__INSTRUCTIONS FOR THE TASK__. Can you quote exactly the stretch of lines from the one with "Mark one point on each instance of the girl in pink" through the final line of the material, both ends included?
———
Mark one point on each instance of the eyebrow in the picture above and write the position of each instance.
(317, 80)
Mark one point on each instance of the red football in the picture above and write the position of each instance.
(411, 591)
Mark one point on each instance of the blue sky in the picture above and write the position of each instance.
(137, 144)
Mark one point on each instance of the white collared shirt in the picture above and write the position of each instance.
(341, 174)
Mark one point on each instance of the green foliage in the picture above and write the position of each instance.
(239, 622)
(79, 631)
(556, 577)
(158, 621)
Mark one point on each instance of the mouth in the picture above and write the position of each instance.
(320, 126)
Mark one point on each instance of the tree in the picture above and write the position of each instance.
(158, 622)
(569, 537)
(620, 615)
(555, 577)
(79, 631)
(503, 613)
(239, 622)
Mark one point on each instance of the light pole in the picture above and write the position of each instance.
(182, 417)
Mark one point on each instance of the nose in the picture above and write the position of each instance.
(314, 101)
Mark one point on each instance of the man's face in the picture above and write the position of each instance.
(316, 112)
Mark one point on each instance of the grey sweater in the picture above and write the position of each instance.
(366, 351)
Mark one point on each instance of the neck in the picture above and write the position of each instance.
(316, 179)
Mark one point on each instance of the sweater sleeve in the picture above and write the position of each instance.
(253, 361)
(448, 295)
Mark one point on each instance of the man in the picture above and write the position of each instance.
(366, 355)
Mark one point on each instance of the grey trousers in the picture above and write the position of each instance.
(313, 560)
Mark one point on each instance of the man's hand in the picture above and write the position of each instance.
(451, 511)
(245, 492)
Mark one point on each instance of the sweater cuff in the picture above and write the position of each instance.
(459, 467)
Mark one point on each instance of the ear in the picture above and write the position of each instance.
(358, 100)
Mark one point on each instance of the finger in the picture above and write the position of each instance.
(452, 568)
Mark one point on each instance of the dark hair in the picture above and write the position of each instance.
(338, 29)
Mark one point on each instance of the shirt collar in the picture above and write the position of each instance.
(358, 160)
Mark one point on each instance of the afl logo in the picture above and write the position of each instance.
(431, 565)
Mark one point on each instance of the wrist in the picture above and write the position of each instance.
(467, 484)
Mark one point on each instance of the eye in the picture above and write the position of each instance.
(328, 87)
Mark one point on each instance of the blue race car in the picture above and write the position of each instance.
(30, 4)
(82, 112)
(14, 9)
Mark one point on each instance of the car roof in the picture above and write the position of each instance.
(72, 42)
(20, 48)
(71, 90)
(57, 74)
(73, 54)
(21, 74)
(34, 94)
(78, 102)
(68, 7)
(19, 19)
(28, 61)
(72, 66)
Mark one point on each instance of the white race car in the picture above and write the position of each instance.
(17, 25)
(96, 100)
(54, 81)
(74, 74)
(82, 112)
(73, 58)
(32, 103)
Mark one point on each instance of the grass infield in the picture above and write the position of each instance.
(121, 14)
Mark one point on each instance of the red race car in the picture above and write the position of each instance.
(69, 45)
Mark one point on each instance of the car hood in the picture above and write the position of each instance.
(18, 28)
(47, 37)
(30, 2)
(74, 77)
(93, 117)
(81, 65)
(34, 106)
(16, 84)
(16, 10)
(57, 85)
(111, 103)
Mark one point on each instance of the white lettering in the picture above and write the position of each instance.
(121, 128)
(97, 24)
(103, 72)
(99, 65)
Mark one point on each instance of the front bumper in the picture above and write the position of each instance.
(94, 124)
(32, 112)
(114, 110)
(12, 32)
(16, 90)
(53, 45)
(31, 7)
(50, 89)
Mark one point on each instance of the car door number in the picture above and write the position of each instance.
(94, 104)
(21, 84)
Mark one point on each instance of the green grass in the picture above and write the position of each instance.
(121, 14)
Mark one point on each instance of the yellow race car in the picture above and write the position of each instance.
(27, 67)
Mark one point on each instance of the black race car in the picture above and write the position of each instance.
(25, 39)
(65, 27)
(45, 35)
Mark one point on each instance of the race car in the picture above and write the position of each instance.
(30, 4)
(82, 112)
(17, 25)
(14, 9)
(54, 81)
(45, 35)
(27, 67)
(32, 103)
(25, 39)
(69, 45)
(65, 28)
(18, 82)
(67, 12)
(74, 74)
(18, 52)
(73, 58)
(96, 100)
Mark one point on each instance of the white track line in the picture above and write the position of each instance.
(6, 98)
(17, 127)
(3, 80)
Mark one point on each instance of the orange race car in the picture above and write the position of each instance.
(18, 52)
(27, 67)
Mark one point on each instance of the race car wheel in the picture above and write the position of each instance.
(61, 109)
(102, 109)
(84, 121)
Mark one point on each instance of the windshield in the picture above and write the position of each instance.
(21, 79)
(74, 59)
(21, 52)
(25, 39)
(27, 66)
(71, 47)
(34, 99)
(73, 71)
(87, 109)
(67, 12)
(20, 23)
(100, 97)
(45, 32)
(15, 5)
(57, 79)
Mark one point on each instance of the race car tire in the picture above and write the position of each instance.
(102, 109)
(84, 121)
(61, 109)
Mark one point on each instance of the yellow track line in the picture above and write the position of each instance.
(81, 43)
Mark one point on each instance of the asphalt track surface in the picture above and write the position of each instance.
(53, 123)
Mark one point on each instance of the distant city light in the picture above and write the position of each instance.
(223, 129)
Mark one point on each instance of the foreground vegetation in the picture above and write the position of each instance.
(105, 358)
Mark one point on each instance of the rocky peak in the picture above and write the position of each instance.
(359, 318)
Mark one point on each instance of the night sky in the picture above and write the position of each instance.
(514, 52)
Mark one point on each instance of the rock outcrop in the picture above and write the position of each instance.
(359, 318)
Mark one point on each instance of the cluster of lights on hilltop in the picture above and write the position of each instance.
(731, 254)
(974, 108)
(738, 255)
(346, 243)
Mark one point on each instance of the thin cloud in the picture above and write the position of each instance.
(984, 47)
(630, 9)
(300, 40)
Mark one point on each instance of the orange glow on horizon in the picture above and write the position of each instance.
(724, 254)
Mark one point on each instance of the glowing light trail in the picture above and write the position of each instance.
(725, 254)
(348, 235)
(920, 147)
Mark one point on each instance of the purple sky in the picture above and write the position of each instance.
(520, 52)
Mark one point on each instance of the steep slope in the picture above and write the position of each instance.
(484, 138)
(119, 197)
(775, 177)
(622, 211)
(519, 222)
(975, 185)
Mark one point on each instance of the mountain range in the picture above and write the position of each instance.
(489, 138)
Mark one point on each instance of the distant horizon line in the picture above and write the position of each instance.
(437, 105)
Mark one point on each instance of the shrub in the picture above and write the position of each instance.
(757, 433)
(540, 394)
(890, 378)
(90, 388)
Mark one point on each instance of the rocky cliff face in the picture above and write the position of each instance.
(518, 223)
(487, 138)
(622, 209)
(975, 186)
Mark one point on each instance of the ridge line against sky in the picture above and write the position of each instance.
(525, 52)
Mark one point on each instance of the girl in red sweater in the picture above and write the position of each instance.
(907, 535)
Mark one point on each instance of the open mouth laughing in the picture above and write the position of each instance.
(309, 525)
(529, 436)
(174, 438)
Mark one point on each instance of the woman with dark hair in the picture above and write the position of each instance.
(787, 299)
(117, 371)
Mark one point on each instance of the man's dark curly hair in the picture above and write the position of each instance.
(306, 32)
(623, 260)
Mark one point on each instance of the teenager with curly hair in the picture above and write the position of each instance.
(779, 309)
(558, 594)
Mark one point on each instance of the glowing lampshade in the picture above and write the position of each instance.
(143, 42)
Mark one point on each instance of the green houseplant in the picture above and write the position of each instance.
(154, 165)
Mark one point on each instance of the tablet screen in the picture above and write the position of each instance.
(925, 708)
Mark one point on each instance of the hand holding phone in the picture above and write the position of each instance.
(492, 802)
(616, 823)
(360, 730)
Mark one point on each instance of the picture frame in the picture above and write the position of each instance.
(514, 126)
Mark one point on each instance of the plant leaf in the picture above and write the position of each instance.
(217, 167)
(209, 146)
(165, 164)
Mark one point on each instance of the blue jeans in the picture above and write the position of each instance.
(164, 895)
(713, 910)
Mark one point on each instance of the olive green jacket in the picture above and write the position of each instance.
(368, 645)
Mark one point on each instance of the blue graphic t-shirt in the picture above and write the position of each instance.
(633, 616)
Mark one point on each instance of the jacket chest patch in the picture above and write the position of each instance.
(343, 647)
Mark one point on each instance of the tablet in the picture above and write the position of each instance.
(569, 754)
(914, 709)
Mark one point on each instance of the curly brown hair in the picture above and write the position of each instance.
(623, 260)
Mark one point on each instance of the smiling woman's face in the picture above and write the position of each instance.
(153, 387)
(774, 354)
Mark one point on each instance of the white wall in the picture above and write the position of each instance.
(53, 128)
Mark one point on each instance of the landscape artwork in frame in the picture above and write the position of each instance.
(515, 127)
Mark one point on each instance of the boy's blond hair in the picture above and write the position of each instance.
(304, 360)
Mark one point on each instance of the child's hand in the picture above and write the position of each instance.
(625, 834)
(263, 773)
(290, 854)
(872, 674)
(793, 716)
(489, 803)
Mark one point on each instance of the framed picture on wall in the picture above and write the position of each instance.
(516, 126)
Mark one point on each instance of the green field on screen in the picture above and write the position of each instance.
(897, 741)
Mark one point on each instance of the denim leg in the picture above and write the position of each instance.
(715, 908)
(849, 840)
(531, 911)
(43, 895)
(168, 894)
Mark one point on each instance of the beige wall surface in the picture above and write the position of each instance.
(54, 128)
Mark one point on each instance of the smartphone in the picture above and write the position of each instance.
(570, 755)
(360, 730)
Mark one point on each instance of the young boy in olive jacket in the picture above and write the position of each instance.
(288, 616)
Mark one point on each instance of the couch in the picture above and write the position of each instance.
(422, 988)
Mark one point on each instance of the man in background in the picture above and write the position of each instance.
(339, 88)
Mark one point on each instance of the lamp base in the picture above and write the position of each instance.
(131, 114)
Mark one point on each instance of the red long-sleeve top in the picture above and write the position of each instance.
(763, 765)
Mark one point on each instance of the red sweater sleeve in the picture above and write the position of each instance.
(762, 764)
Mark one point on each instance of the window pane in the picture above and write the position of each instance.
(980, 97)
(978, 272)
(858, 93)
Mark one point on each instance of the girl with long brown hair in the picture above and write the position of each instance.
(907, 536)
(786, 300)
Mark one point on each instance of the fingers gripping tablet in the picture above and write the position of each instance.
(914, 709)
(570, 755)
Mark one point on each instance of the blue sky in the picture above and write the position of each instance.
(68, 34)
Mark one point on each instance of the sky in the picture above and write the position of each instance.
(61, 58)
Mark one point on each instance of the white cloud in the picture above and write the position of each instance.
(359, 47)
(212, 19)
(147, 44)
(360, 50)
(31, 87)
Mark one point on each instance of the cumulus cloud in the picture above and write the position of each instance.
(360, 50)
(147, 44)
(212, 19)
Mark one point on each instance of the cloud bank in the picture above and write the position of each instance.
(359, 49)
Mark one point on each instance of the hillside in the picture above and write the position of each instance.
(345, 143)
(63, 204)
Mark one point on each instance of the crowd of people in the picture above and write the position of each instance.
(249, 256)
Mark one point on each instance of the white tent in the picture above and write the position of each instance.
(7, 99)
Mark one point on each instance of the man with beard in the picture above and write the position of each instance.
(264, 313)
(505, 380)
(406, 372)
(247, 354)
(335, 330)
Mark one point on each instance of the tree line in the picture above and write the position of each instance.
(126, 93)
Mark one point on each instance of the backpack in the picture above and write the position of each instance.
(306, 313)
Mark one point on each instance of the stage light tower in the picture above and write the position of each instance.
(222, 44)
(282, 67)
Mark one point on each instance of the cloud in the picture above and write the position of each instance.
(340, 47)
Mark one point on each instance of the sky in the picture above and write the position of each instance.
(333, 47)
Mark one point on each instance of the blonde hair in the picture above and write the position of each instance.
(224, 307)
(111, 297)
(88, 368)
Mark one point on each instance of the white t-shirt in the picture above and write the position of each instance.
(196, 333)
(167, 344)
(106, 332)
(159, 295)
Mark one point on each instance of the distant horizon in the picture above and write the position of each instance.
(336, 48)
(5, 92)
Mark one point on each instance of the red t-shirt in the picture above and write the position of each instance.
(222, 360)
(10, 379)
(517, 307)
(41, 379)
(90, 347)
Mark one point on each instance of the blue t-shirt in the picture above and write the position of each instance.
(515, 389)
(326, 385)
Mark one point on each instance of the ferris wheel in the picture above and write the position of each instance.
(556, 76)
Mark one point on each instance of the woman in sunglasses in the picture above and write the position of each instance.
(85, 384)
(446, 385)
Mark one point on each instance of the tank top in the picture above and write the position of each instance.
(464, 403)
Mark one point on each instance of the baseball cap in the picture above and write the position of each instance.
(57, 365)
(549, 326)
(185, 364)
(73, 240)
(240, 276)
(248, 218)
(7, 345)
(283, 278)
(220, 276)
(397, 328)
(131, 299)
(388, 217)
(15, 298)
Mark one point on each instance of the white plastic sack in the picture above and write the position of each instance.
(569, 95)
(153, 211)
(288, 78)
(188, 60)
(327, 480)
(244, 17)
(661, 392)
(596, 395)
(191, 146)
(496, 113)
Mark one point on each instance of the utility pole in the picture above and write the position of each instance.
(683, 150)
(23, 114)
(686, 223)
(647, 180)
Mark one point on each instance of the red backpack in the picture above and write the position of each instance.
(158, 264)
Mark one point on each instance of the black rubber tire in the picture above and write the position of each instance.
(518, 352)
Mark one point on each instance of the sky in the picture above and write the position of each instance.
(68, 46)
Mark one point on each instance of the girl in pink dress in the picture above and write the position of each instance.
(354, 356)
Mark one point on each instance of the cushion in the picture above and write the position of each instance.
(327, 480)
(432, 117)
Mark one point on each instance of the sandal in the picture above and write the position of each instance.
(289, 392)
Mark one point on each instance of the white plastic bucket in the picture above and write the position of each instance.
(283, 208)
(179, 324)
———
__CORRECT OUTPUT__.
Mark one point on each instance of the girl in pink dress in the picture above and write the position of each instance.
(354, 356)
Mark one point on each instance of the cushion in the picture above and write the position of each instance.
(327, 480)
(432, 117)
Mark one point on each instance of the sandal in the picture above and write the position of each instance.
(289, 392)
Mark one point on each instance of the white plastic bucket in the picture above and write the position of each instance.
(283, 208)
(179, 324)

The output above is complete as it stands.